[Data listing]
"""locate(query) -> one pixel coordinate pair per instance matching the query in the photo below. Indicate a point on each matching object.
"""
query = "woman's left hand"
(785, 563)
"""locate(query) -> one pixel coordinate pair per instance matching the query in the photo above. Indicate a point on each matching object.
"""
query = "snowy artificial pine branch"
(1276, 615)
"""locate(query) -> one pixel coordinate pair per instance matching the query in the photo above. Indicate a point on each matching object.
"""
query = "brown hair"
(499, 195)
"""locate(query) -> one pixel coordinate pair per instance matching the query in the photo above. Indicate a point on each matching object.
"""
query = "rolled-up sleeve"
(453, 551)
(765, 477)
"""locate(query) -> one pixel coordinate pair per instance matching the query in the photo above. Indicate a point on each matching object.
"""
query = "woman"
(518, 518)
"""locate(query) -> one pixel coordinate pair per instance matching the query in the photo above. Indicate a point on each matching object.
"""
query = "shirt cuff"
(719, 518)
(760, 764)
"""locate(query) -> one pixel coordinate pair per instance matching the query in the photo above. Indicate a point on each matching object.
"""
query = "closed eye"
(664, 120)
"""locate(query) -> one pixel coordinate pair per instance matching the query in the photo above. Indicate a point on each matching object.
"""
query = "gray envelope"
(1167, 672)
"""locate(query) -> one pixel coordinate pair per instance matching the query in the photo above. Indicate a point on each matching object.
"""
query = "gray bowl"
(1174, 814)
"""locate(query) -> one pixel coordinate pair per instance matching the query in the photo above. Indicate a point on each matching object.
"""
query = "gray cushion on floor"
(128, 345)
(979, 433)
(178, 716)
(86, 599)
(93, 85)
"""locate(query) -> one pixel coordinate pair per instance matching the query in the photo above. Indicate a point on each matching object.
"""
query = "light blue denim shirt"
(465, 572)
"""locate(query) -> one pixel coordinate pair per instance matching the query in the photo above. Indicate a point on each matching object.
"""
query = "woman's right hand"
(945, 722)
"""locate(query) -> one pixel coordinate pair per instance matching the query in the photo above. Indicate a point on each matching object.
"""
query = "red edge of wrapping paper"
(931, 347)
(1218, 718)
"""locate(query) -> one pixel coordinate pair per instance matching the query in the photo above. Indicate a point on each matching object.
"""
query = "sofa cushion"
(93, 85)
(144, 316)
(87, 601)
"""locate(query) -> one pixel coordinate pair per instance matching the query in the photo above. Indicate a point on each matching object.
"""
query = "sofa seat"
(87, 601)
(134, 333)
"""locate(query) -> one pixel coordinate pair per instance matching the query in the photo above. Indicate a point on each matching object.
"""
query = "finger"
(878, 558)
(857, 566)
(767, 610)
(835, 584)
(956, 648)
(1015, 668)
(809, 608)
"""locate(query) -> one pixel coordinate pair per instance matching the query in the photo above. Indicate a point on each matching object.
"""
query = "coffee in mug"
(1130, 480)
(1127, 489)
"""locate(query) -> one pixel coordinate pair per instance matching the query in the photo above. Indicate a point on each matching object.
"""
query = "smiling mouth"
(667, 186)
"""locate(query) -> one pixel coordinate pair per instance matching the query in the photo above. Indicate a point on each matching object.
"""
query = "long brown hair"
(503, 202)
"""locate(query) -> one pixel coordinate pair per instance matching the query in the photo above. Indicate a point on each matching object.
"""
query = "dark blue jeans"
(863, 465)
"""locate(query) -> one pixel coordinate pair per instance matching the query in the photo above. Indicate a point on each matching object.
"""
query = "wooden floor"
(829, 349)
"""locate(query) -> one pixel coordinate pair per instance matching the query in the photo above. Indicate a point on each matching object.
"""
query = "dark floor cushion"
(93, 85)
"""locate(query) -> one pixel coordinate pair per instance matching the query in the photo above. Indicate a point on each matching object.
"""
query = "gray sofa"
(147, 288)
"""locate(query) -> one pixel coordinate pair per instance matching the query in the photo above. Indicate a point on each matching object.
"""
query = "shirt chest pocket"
[/Data listing]
## About this exercise
Produce a verbatim copy of each record above.

## Solution to the exercise
"""locate(query) -> one pixel coordinate pair per instance matching the query in the photo below. Indicate a point on each matching object.
"""
query = "woman's left hand"
(785, 563)
"""locate(query) -> one pixel coordinate pair per instance matching the query in the photo above. Indicate a point on each matching object.
"""
query = "snowy artificial pine branch"
(1276, 615)
"""locate(query) -> one pixel coordinate pair per instance matching the query in the photo above. Indicate a point on each matching object.
"""
query = "brown hair"
(499, 195)
"""locate(query) -> one pixel coordinate pair per instance matching the query in the photo above. Indicate a point on each matching object.
"""
query = "rolled-up sleeve"
(453, 551)
(765, 477)
"""locate(query) -> one pixel coordinate pair per instance matching the query in the photo above. Indicate a point on each matching object.
"""
query = "woman"
(518, 518)
"""locate(query) -> one pixel coordinate pair per instance matching the query in the photo above. Indicate a point on each matching object.
"""
query = "shirt cuff"
(719, 518)
(760, 764)
"""locate(query) -> one pixel coordinate pair per instance matching the query in the photo above. Indicate a point on each matching object.
"""
query = "closed eye"
(664, 120)
"""locate(query) -> one pixel coordinate pair per instance matching the query in the photo above. Indicate a point on each matching object.
"""
query = "gray envelope"
(1167, 672)
"""locate(query) -> one pixel coordinate pair per instance matching the query in the photo above. Indicate a point on each matching object.
"""
query = "gray bowl"
(1174, 814)
"""locate(query) -> one pixel coordinate pair per instance matching the query in the photo above. Indicate a point on each matching object.
"""
query = "gray cushion on floor"
(128, 345)
(979, 433)
(178, 716)
(86, 599)
(93, 85)
"""locate(query) -> one pixel coordinate pair per instance matching the query in the photo above. Indicate a point on each matching object.
"""
query = "light blue denim shirt"
(465, 572)
"""locate(query) -> one pixel coordinate pair per instance matching the query in the photo above. Indicate a point on each matching object.
"""
query = "woman's right hand"
(945, 722)
"""locate(query) -> one pixel coordinate pair per instance matching the query in the photo above. Indicate a point on each matching object.
"""
query = "red edge of wrapping paper"
(931, 347)
(1218, 718)
"""locate(query) -> one pixel coordinate pair per instance matching the query in the photo above. Indicate a point on each matching object.
"""
query = "sofa cushion"
(93, 85)
(144, 316)
(87, 601)
"""locate(query) -> one pixel coordinate pair per instance matching the query in the photo above. Indicate a point on each matching object.
"""
query = "sofa seat"
(87, 601)
(134, 333)
"""locate(query) -> one pixel coordinate pair per instance matching the query in the photo above. Indicate a point on each matching object.
"""
query = "finger"
(878, 558)
(857, 566)
(767, 610)
(835, 584)
(956, 648)
(1015, 668)
(809, 608)
"""locate(query) -> one pixel coordinate pair per instance matching the query in the photo above. Indicate a point on each matching object.
"""
query = "coffee in mug"
(1130, 480)
(1127, 489)
"""locate(query) -> one pixel coordinate pair per instance matching the query in the photo above. Indicate a point on each matching object.
"""
query = "smiling mouth"
(667, 186)
"""locate(query) -> one pixel coordinate pair per instance matching the query in the photo above. Indicate a point on each matching object.
"""
query = "long brown hair"
(503, 202)
"""locate(query) -> one pixel coordinate pair per instance matching the query in the photo above. Indicate a point on each matching object.
"""
query = "dark blue jeans"
(863, 465)
"""locate(query) -> one pixel coordinate pair per instance matching the query in the photo above. Indicate a point on each matching object.
"""
query = "wooden floor"
(829, 349)
"""locate(query) -> one pixel coordinate pair per instance matching the query in the photo above. Indicate a point on each matching object.
"""
query = "dark floor cushion"
(93, 85)
"""locate(query) -> one pixel coordinate pair per instance matching the query in the photo above. Indicate a point on each matching object.
"""
query = "gray sofa"
(147, 288)
"""locate(query) -> one pixel coordinate pair per instance matching the query in the photo above. Indicate a point on each matching object.
"""
query = "shirt chest pocket"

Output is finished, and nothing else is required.